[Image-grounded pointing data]
##########

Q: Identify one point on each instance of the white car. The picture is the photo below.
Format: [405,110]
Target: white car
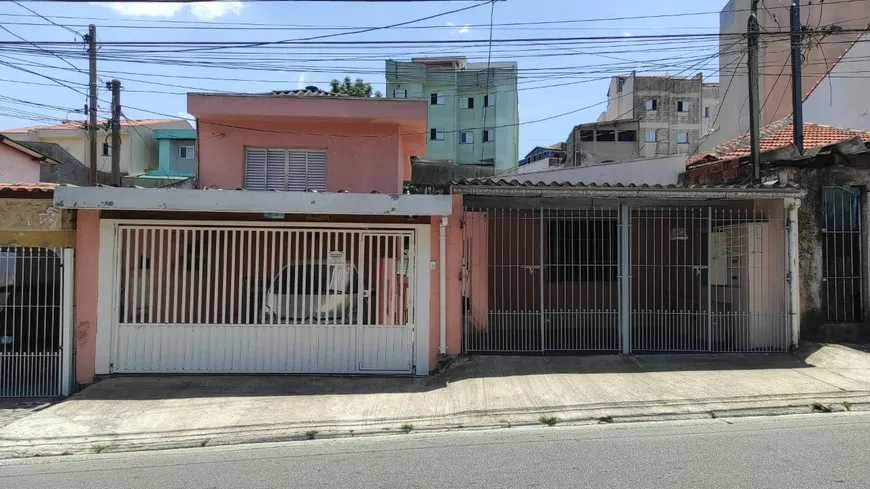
[319,291]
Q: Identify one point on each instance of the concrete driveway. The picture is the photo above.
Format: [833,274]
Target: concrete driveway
[126,413]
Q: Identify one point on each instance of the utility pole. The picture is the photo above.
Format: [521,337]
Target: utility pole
[92,102]
[752,45]
[796,89]
[116,133]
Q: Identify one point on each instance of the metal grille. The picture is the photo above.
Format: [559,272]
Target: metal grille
[708,279]
[686,279]
[541,280]
[32,323]
[842,256]
[230,299]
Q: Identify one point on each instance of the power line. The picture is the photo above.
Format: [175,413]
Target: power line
[45,18]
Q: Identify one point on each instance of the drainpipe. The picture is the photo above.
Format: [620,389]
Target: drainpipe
[793,272]
[442,270]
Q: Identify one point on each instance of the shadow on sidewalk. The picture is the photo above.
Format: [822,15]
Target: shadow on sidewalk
[460,370]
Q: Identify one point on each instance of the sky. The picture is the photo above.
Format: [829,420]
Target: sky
[563,83]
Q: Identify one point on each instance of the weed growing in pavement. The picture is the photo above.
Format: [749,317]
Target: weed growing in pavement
[548,420]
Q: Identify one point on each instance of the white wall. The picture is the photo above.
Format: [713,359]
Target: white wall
[842,99]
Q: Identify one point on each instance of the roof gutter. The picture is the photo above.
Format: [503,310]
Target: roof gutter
[633,193]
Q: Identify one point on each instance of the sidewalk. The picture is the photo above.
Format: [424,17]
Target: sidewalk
[135,413]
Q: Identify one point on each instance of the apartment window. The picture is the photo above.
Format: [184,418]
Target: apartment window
[627,136]
[606,135]
[582,250]
[186,152]
[436,134]
[285,169]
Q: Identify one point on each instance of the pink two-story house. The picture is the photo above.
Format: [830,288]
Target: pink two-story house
[297,253]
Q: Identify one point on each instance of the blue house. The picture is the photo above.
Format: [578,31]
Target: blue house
[555,152]
[176,153]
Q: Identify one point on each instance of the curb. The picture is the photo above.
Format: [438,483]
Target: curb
[638,412]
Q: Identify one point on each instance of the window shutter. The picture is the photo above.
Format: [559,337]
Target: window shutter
[275,169]
[317,170]
[255,169]
[296,170]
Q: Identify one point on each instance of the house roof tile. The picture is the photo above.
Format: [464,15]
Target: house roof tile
[27,187]
[779,135]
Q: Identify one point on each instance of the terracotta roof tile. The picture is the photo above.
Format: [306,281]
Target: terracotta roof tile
[27,187]
[778,135]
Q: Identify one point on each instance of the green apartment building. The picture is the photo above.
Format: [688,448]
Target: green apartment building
[473,111]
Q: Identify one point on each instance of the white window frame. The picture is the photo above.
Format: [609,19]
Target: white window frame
[189,152]
[288,184]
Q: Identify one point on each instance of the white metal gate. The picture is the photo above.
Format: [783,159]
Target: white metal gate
[35,321]
[611,278]
[223,299]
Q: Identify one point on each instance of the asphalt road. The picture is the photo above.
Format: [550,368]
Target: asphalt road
[810,451]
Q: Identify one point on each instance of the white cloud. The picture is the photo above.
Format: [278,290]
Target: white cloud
[458,31]
[213,10]
[201,11]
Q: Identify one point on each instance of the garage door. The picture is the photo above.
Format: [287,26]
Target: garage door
[212,299]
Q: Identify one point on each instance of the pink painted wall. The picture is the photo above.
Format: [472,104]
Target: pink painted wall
[356,160]
[87,264]
[17,167]
[369,142]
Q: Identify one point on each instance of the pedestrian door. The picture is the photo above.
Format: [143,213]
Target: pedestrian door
[35,321]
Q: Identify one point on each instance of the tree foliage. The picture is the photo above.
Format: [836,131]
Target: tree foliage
[357,88]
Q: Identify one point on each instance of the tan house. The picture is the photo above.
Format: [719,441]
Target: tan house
[139,149]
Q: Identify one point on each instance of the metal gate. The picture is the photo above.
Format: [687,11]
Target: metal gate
[842,258]
[35,321]
[541,280]
[631,279]
[263,300]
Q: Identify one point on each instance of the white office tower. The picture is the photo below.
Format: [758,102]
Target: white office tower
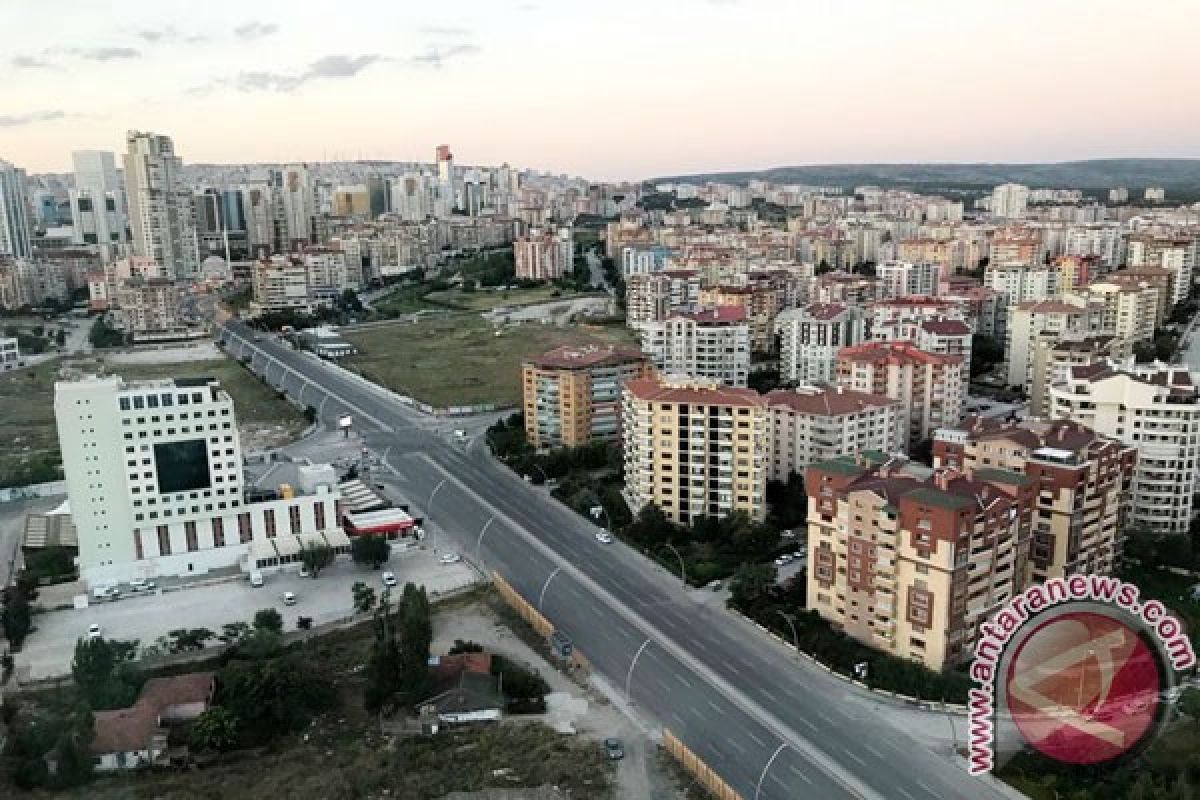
[15,228]
[155,486]
[162,218]
[1009,200]
[97,203]
[299,202]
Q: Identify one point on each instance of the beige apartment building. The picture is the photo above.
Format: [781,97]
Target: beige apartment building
[912,563]
[815,423]
[573,395]
[1079,477]
[695,449]
[929,386]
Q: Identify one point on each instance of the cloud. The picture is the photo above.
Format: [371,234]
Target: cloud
[171,34]
[29,62]
[253,30]
[445,30]
[15,121]
[106,53]
[437,56]
[330,66]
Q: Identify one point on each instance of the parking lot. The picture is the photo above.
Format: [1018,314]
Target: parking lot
[145,617]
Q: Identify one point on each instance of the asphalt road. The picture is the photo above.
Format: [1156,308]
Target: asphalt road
[772,726]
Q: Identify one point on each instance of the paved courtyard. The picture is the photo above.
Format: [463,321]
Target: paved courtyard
[145,617]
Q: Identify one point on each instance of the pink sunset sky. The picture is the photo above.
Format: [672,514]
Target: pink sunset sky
[615,90]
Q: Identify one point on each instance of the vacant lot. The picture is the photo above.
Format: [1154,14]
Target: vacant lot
[460,360]
[27,409]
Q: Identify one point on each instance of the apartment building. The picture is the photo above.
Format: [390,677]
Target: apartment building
[761,305]
[1055,353]
[929,386]
[815,423]
[904,278]
[913,563]
[810,337]
[1153,408]
[544,254]
[573,395]
[1027,320]
[695,449]
[1079,477]
[713,343]
[154,476]
[653,296]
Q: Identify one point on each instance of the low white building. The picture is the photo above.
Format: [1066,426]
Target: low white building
[154,476]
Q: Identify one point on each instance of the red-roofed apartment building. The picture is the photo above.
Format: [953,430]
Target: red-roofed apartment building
[695,449]
[573,395]
[929,386]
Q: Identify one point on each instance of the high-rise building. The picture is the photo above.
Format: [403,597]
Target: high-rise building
[1155,408]
[913,563]
[162,217]
[928,385]
[97,203]
[815,423]
[713,344]
[573,395]
[1079,475]
[155,483]
[810,337]
[15,228]
[695,449]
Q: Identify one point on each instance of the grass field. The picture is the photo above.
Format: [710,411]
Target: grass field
[459,361]
[27,408]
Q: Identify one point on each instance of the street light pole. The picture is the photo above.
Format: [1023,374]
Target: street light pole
[429,510]
[791,624]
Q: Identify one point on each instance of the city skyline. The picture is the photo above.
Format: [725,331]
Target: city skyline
[621,92]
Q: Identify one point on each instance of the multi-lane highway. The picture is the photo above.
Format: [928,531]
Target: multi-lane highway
[771,725]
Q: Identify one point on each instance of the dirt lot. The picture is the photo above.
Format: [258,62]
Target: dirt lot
[461,360]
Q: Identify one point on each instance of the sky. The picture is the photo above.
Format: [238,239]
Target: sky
[622,89]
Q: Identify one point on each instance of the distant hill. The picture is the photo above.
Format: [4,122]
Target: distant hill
[1180,174]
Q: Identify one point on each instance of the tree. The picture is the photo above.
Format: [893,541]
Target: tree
[370,549]
[103,673]
[1189,704]
[364,597]
[751,583]
[317,558]
[269,620]
[215,729]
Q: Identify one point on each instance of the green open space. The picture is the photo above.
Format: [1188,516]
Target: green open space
[462,360]
[27,409]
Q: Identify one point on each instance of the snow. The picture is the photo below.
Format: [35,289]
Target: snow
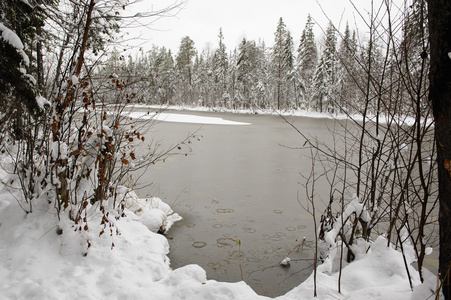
[10,37]
[42,102]
[406,120]
[181,118]
[45,257]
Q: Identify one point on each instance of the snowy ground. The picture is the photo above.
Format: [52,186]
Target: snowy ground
[42,257]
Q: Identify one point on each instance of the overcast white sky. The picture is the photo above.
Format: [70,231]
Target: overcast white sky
[252,19]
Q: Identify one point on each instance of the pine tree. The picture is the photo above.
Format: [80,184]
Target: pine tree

##########

- What is expected:
Omit each image and transcribe the remaining records word for word.

- Answer below:
Q: Identify one point on each instance of the white car. The picture is the photo below.
Format: [405,110]
Target: white car
[319,291]
Q: Identify one point on each instance of the concrete driveway. The picture is the photo above.
Format: [833,274]
Target: concrete driveway
[126,413]
Q: Identify one point on each instance of the utility pole. The picture is the photo above.
Format: [521,337]
Target: utility pole
[92,102]
[752,45]
[796,89]
[116,133]
Q: Identify one point on each instance of the metal grille. The picture is the photo above.
Format: [559,272]
Target: metal grille
[708,279]
[686,279]
[541,280]
[32,323]
[842,256]
[230,299]
Q: Identify one point on each instance of the power line. The picture is the photo above.
Format: [175,413]
Target: power line
[45,18]
Q: Identify one point on each instance of the drainpipe. The picture is the photo above.
Format: [620,389]
Target: drainpipe
[793,272]
[442,270]
Q: Identify one point on each instance of the shadow on sidewalk. The picture is the photo above.
Format: [822,15]
Target: shadow on sidewalk
[460,370]
Q: Identify one point on each instance of the sky. The picture is the photo above.
Format: [829,420]
Target: sky
[563,83]
Q: Identify one point on each instance of the weed growing in pavement. The picture is the photo above.
Format: [749,317]
Target: weed growing in pavement
[548,420]
Q: Identify one point on each instance of the white wall. The picture is the photo above.
Format: [713,359]
Target: white wall
[842,99]
Q: Identify one point on each instance of the roof gutter. The picture is the photo above.
Format: [503,310]
Target: roof gutter
[633,193]
Q: Identify one point on each instance of the sidewalk. The picture is the photo above.
Format: [424,17]
Target: sidewalk
[135,413]
Q: Identify one point on each instance of the apartment window. The picture is the photo above.
Format: [184,418]
Target: apartment window
[627,136]
[606,135]
[582,250]
[186,152]
[436,134]
[285,169]
Q: Identify one point on each instance of the pink two-story house. The picture is the photo above.
Format: [830,288]
Target: pink two-story house
[297,253]
Q: Identify one point on each instance of the blue house. The picture is the photo above.
Format: [578,31]
Target: blue house
[555,152]
[176,153]
Q: Identify one point on each instance of the curb. The picture is the photo above.
Format: [438,483]
Target: curb
[638,412]
Q: Identify one point on each instance of the window shutter. The picture is the photo above.
Format: [559,337]
Target: window shutter
[275,169]
[317,170]
[255,169]
[296,170]
Q: Identify one point on each instance of the house roof tile. The picture is the photo above.
Format: [464,15]
Target: house roof tile
[27,187]
[779,135]
Q: Identify one point on each instance of the terracotta roof tile. The picture is the photo above.
Format: [306,281]
Target: terracotta roof tile
[27,187]
[778,135]
Q: Identify one point on each instance of the green apartment building. The picture is the photo above.
Format: [688,448]
Target: green apartment building
[473,111]
Q: Identify one point on each instance of the white window frame. The picture is the photo above.
Format: [609,19]
Target: white window frame
[189,152]
[288,184]
Q: Identify one point on each instance of the white metal gate. The picture is the photo above.
Format: [783,159]
Target: white metal gate
[35,321]
[611,278]
[223,299]
Q: Identify one point on each instance of the asphalt road. The picture is the photo above.
Format: [550,368]
Target: asphalt road
[810,451]
Q: Identify one point on each instance of the white cloud. The picture is the photo above.
Format: [278,290]
Target: white cloud
[458,31]
[213,10]
[201,11]
Q: Identify one point on each instance of the garage door. The picture is the photo above.
Format: [287,26]
Target: garage door
[212,299]
Q: Identify one point on each instance of the pink painted wall. The picture is the photo above.
Format: [472,104]
Target: pink painted wall
[356,160]
[87,264]
[17,167]
[369,142]
Q: Identify one point on each instance of the pedestrian door. The picture is the photo above.
Format: [143,213]
Target: pedestrian door
[35,321]
Q: Identify one point on each instance of the tree foliage. The picture is the photo above.
Format: [836,131]
Target: tree foliage
[357,88]
Q: Identify one point on each instance of the tan house. The picture is the photo above.
Format: [719,441]
Target: tan house
[139,149]
Q: Identify one point on each instance of the metal gate. The picture is the photo above.
Format: [687,11]
Target: metal gate
[842,258]
[35,321]
[541,280]
[631,279]
[263,300]
Q: Identify one point on each instance of the white office tower. The picture is the photo below.
Format: [758,102]
Target: white office tower
[15,228]
[155,486]
[162,218]
[1009,200]
[97,203]
[299,202]
Q: Identify one point on each instance of the beige apartment building. The picture is the photo above.
Format: [781,97]
Target: beige apartment building
[912,563]
[815,423]
[573,395]
[1079,477]
[695,449]
[929,386]
Q: Identify one point on each instance of the cloud. The picture is the photo above.
Format: [371,234]
Target: cloud
[171,34]
[29,62]
[253,30]
[445,30]
[15,121]
[106,53]
[437,56]
[330,66]
Q: Identify one point on each instance of the parking lot. The picture is the photo above.
Format: [1018,314]
Target: parking lot
[145,617]
Q: Identify one point on each instance of the asphalt road. The picture is the photo above.
Format: [1156,308]
Target: asphalt road
[772,726]
Q: Identify one point on each instance of the paved courtyard. The picture is the photo above.
Format: [463,321]
Target: paved courtyard
[145,617]
Q: Identify one point on each instance of the pink sunset sky. The picture is the photo above.
Format: [672,514]
Target: pink sunset sky
[615,90]
Q: Identify one point on each instance of the vacant lot. The picture is the photo above.
Format: [1154,14]
Target: vacant lot
[460,360]
[27,409]
Q: Identify one point on each instance of the apartment building. The picture is the photo above.
Format: [390,677]
Target: apartment building
[761,305]
[1055,353]
[929,386]
[815,423]
[904,278]
[913,563]
[810,337]
[1153,408]
[544,254]
[573,395]
[1027,320]
[695,449]
[1079,477]
[713,343]
[154,476]
[653,296]
Q: Identify one point on each instance of the low white building. The picture is the photo above.
Format: [1066,426]
Target: low white building
[154,476]
Q: Identify one point on each instance of the red-roofed apartment building. The picture is the photo above.
Format: [953,430]
Target: red-roofed apartment building
[695,449]
[573,395]
[929,386]
Q: Identify one point on each instance of the high-rise building. The picture is the photo above.
Format: [403,597]
Target: high-rise building
[1155,408]
[913,563]
[162,217]
[928,385]
[97,203]
[815,423]
[713,344]
[573,395]
[1079,475]
[155,483]
[810,337]
[15,228]
[695,449]
Q: Identify one point on each instance of the grass field. The picture is the photo above.
Format: [710,411]
Target: grass field
[459,361]
[27,408]
Q: Identify one point on each instance of the street light pole. The picture is the photo above.
Format: [1023,374]
Target: street light pole
[429,510]
[791,624]
Q: Identify one point on each instance of the city skyline. The picture is the photo above.
Format: [725,331]
Target: city skyline
[621,92]
Q: Identify one point on each instance of the multi-lane highway. The picture is the photo above.
Format: [928,531]
Target: multi-lane highway
[771,725]
Q: Identify one point on each instance of the dirt lot. The picture is the photo above.
Format: [258,62]
Target: dirt lot
[461,360]
Q: Identify one point on each instance of the sky. The picture is the photo above.
Format: [238,239]
Target: sky
[622,89]
Q: Identify one point on each instance of the distant hill. The picture is the photo above.
Format: [4,122]
Target: distant hill
[1180,174]
Q: Identify one point on each instance of the tree. The picture is the photo above.
Format: [893,541]
Target: tree
[370,549]
[103,673]
[1189,704]
[364,597]
[751,583]
[317,558]
[269,620]
[215,729]
Q: Identify one point on each instance of the green open space. The picture is the photo above.
Format: [1188,516]
Target: green open space
[462,360]
[27,409]
Q: Identify one point on each instance of the snow. The picture is the photo below.
Format: [35,289]
Target: snow
[10,37]
[42,102]
[406,120]
[181,118]
[45,257]
Q: Identify one point on each instance of the snowy ground. The picture is the photo above.
Format: [52,186]
Target: snowy ground
[42,257]
Q: Identify one point on each instance of the overcast white sky. The picture is the photo above.
Format: [70,231]
Target: overcast white sky
[252,19]
Q: Identify one point on each instance of the pine tree. The picture is the photo above.
Format: [80,184]
Target: pine tree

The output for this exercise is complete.